### Directions
In the text about aerobic exercise and diabetes prevention, what relative risk of diabetes did the moderate aerobic exercise group have compared with the nonexercise group?

### Excerpted text
:::
WEDNESDAY, Feb. 1, 2023 (HealthDay News) -- A 12-month vigorous or moderate aerobic exercise program can produce long-term beneficial effects on diabetes prevention in individuals with central obesity, according to a research letter published online Jan. 30 in JAMA Internal Medicine.

Ying Chen, M.D., Ph.D., from Fudan University in Shanghai, and colleagues assessed the long-term effect of a 12-month vigorous or moderate exercise intervention (coached and supervised) on incident diabetes during 10 years of follow-up. The analysis included participants with central obesity and nonalcoholic fatty liver disease who were randomly assigned to vigorous aerobic exercise (73 individuals), moderate aerobic exercise (73 individuals), or a nonexercise control group (74 individuals). Participants were asked not to change their diet.

The researchers observed no significant differences between the groups at 10-year follow-up, although there was a trend of higher levels of leisure-time physical activity in the exercise groups versus the control group. The risk for diabetes was lower in the vigorous aerobic exercise group (relative risk, 0.51) and in the moderate aerobic exercise group (relative risk, 0.47) versus the nonexercise group. Similarly, hemoglobin A1c and waist circumference were significantly reduced in the vigorous and moderate exercise groups versus the nonexercise group. Fasting plasma glucose level and weight regain trended lower in the exercise groups than the nonexercise group, although not significantly.

“Our results are supportive of physical exercise as an effective scheme for obesity management to delay the progression of type 2 diabetes," the authors write.
:::
### Input data

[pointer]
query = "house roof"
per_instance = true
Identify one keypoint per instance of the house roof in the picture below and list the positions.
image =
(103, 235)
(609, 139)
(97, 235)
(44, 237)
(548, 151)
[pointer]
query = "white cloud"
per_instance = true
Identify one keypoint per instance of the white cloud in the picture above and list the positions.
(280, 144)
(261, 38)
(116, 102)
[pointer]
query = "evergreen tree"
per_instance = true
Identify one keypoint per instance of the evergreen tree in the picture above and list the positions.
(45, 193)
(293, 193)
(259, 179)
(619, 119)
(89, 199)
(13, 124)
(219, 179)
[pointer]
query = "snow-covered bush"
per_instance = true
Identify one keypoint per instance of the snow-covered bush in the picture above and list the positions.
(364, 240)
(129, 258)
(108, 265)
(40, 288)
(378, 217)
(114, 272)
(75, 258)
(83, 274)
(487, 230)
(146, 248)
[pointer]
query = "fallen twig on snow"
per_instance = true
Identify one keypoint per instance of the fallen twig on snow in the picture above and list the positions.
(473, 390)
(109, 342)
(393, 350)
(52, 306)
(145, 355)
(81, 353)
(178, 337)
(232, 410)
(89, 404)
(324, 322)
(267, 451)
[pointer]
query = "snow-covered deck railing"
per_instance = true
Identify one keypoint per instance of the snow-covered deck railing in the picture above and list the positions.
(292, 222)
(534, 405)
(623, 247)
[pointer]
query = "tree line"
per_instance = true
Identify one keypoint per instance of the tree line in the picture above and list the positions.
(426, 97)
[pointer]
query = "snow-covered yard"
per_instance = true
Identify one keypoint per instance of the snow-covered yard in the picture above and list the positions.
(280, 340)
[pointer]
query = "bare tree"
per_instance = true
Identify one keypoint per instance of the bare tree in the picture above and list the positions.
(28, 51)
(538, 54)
:::
### Problem solution
0.47